=== TASK GOAL ===
Go through the data below and report how many lines contain "strap"; the reply holds only that number.

=== DATA SECTION ===
* * *
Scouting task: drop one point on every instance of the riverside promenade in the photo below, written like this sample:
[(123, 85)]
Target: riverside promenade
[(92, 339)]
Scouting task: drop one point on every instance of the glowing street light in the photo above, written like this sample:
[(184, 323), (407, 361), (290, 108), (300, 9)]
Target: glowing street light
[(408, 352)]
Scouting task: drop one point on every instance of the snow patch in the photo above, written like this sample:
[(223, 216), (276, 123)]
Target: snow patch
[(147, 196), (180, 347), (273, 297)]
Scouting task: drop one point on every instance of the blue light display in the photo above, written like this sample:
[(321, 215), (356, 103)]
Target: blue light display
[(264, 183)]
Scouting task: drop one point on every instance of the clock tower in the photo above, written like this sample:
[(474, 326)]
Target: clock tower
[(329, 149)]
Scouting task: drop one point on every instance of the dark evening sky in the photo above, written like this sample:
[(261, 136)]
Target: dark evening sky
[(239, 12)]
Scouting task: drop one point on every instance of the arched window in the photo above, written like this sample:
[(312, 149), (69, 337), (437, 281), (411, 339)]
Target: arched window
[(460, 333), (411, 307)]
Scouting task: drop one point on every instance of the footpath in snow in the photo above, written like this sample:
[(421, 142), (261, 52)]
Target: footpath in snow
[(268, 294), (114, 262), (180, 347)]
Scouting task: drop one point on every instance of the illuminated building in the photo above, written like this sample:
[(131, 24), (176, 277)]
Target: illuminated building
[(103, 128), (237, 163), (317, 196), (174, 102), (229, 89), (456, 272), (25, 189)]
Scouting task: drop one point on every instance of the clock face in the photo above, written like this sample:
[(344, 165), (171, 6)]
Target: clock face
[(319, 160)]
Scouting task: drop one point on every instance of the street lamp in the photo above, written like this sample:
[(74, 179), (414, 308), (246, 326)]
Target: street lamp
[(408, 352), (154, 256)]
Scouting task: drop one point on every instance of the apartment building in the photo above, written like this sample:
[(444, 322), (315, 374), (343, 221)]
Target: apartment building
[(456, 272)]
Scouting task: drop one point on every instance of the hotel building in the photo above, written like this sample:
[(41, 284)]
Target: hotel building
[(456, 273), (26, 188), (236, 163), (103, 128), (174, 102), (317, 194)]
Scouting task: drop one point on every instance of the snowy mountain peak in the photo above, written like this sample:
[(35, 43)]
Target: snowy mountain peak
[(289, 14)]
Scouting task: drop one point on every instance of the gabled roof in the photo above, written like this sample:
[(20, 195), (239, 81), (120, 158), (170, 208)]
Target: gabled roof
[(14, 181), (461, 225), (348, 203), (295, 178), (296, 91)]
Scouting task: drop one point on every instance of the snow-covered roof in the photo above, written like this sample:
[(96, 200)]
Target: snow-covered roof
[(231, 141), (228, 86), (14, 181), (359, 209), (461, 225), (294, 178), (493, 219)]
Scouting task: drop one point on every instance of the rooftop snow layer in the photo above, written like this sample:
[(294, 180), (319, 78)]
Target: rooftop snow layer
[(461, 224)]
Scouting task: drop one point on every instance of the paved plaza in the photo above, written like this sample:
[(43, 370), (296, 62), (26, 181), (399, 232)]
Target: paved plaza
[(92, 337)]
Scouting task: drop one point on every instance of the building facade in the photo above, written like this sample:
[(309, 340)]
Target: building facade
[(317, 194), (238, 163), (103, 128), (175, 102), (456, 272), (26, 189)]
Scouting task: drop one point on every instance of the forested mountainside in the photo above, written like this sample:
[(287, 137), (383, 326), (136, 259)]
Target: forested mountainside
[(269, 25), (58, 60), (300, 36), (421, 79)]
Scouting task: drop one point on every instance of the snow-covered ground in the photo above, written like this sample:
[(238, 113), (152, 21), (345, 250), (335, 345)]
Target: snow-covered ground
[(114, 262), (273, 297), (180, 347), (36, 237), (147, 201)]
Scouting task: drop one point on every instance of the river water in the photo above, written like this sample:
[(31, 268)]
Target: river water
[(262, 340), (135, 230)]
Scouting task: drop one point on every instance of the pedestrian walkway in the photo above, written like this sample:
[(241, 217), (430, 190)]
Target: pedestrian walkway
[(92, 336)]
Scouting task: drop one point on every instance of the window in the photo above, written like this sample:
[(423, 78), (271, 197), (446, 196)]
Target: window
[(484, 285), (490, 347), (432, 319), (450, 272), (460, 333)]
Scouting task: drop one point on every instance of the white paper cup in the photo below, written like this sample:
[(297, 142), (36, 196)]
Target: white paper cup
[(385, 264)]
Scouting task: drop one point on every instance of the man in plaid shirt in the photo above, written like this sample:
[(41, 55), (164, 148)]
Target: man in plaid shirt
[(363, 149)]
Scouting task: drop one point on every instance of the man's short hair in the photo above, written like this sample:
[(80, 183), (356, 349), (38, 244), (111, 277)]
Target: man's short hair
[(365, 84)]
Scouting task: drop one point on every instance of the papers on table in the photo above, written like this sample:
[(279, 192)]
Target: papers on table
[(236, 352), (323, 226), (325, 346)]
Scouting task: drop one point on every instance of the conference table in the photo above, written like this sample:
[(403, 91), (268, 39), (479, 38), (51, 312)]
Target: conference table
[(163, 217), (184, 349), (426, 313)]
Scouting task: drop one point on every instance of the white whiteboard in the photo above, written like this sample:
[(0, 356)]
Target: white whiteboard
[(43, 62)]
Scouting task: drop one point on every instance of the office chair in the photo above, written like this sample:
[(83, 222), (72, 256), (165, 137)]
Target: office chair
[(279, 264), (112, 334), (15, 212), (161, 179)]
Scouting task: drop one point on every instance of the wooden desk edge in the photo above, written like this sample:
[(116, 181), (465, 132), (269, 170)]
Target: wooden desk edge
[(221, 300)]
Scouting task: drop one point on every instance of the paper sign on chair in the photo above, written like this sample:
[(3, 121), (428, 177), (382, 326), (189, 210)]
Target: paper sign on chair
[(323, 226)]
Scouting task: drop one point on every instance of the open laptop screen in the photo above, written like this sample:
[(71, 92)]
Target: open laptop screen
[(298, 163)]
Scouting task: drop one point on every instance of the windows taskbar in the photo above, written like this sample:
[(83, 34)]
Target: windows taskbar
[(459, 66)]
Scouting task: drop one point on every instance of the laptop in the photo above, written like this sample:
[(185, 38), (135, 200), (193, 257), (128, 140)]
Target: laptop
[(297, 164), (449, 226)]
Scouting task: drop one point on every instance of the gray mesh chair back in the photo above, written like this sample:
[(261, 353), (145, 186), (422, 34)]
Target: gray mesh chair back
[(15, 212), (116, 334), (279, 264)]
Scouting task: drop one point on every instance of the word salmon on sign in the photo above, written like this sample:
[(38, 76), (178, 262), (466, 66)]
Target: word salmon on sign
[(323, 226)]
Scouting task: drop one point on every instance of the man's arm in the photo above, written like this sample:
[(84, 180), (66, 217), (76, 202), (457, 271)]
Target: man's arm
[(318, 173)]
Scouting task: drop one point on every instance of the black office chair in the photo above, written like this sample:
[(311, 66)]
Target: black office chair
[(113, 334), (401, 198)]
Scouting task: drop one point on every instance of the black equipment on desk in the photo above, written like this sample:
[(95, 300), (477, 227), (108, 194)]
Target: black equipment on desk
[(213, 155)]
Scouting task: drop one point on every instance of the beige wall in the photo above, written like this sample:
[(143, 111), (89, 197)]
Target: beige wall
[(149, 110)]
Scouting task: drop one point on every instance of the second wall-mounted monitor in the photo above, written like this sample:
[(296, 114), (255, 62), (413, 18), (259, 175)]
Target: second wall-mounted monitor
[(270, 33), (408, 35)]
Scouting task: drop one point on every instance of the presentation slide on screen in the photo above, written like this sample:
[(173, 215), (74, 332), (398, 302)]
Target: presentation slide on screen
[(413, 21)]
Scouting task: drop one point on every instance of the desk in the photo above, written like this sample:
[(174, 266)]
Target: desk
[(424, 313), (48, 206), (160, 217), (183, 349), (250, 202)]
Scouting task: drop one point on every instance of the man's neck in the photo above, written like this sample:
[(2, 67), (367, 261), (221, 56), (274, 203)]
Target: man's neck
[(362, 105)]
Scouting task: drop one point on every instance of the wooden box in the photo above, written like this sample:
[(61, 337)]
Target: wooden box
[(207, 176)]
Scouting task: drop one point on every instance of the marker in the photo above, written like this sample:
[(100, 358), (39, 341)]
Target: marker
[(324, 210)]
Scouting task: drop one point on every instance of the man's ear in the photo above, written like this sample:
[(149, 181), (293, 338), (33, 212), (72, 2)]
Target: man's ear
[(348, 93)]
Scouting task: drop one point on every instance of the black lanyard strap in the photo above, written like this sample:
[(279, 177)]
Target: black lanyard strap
* * *
=== WRITTEN ANSWER ===
2